EXTRACT PROVIDED >>
■ ■ ■
Pavel, Paris, Prague

Leslie Li

Word Count 1669

I left New York for France in September 1968, a few months after les évènements de mai — the student riots, the barricaded cobblestone streets, the Molotov cocktails—and the end of a two-year love affair. The civil unrest in Paris still made the news but no longer the headlines. In a mood as gloomy as mine and a cityscape as grim as la Ville Lumière, I would easily fit in, dressed in black, sitting in sidewalk cafés, drinking endless cups of exprès, and smoking Gitanes.

It was not to be.  

At the Alliance Française, one of my classmates is Czech. He fled to Paris soon after the Soviet Union invaded his homeland with $5 in Western currency in his pocket and a visa good for three months. For two months, Pavel and I practice our French together, explore Paris together, become lovers. With ten days remaining on his visa, instead of seeking asylum and remaining in the West, Pavel decides to return to Prague with stops along the way in Avignon, Nice, and Rome. He asks me to accompany him as far as Rome. I say yes.

In early December, we take the train to Avignon. We dance our way across the Pont d’Avignon, that bare minimum of bridge yearning towards the other bank of the Rhone. In Nice, we saunter  along the Baie des Anges and dance to the tune “L’important, c’est la rose.”  Pavel presents me with a single rose, blackly red, caught between bud and blossom. 

Rome is our next—and final—destination together. We both anticipate it and hold it at arm’s length. The seven hills, the Tiber running through them, the Baroque buildings. They all remind Pavel of home. From the Eternal City, he will travel on to Prague, and I will go back to Paris. He asks me to come to Prague in springtime. I say yes. 

I don’t board a train back to Paris as I thought, and Pavel assumed, I would. In late December, I buy a map of Europe and chart my course to the Czech capital from Rome. My itinerary is random— Corfu, Athens, Dubrovnik, Zagreb, Budapest, Salzburg, Vienna. I want to spend at least one week and no more than ten days in as many or as few of these places, which I know only by name, before arriving in Prague in three months’ time.

When I arrive at the end of March, it is snowing. For all nine days of my stay, it either snows or it is windless, raw, and damp, or blustery, cold and gray. But more leaden than the sky and more numbing than the temperature are the psychological doldrums of the people. The Soviet soldiers, the tanks, are nowhere to be seen, yet their presence is everywhere in evidence — in the bullet-riddled buildings on Wenceslas Square and, even more, in the dejection of the Praguers themselves.
■ ■ ■
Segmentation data
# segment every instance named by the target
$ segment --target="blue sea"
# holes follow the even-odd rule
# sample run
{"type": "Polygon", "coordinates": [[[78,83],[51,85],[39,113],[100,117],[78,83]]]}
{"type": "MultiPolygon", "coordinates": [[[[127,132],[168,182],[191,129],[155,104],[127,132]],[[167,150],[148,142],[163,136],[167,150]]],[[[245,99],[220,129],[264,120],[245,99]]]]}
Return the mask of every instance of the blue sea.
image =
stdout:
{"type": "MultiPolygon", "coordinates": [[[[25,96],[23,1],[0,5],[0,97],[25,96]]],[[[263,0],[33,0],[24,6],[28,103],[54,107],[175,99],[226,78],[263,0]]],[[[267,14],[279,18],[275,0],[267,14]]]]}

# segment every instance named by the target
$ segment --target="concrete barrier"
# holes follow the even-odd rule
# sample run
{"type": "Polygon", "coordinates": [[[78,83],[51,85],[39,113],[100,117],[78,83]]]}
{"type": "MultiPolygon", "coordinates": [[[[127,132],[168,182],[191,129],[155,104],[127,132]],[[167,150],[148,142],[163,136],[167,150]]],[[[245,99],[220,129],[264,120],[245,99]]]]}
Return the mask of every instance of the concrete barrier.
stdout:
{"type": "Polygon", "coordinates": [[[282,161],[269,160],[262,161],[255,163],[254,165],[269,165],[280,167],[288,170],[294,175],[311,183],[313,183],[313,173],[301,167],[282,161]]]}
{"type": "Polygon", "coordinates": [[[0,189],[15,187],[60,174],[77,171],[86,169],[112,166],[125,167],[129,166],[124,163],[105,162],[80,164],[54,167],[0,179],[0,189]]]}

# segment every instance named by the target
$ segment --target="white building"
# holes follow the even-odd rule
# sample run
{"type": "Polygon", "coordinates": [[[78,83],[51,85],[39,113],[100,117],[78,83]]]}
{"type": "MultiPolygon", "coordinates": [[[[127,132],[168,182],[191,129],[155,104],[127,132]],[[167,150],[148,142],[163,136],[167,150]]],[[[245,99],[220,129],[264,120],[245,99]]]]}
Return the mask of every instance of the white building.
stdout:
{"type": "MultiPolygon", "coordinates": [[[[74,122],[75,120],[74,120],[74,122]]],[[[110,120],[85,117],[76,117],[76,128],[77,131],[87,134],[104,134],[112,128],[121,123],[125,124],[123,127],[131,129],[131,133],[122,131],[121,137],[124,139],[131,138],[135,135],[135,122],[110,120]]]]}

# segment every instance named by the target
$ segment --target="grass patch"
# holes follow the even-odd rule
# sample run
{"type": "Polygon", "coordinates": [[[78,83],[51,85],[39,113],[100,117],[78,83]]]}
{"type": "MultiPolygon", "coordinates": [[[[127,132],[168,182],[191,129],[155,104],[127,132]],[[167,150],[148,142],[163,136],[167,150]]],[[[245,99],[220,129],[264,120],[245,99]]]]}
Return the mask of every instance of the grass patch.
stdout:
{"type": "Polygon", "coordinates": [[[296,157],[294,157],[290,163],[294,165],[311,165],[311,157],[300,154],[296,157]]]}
■ ■ ■
GOALS >>
(a) List the places the essay about Pavel names as the planned itinerary from Rome to Prague.
(b) In the essay about Pavel, how much Western currency did Pavel have in his pocket when he fled to Paris?
(c) Print the passage of the essay about Pavel between "It was not to" and "Rome. I say yes.", inclusive.

COMPLETE ANSWERS >>
(a) Corfu, Athens, Dubrovnik, Zagreb, Budapest, Salzburg, Vienna

(b) $5

(c)
It was not to be.  

At the Alliance Française, one of my classmates is Czech. He fled to Paris soon after the Soviet Union invaded his homeland with $5 in Western currency in his pocket and a visa good for three months. For two months, Pavel and I practice our French together, explore Paris together, become lovers. With ten days remaining on his visa, instead of seeking asylum and remaining in the West, Pavel decides to return to Prague with stops along the way in Avignon, Nice, and Rome. He asks me to accompany him as far as Rome. I say yes.